---------- Dataset entries ----------
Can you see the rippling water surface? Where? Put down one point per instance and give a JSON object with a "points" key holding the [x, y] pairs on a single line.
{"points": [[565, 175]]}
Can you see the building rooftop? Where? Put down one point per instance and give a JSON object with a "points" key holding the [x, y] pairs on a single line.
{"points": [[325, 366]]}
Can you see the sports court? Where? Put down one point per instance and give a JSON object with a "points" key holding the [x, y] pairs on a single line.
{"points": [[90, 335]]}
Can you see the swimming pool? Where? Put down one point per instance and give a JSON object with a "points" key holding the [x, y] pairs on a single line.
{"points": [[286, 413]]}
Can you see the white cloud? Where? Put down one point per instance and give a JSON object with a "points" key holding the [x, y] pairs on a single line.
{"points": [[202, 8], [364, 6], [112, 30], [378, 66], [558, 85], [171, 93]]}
----------
▶ **Task brief**: Copy each of the items above word for word, together with its answer line.

▶ **Result of the exercise**:
Can you see the rippling water surface? Where? Put down one point per instance and give a JSON object with a "points" key holding the [x, y] pairs on a single line.
{"points": [[565, 175]]}
Can you see the building rooftop? Where? Put down one point per instance and give a JSON object with a "points" key holding the [x, y] pairs on a single line.
{"points": [[325, 366]]}
Can you see the sports court? Where? Put down one point per instance and give a JSON object with a "points" key holding the [x, y] pairs on a single line.
{"points": [[90, 335]]}
Can you see the swimming pool? Where? Put down one point per instance and give a JSON object with a "points" key holding the [x, y] pairs on a single line.
{"points": [[286, 413]]}
Can you see the white cloud? Where? Put down one point per instance and give a JSON object with a "points" key holding the [x, y] pairs on a single line.
{"points": [[202, 8], [364, 6], [112, 30], [378, 66], [558, 85], [171, 93]]}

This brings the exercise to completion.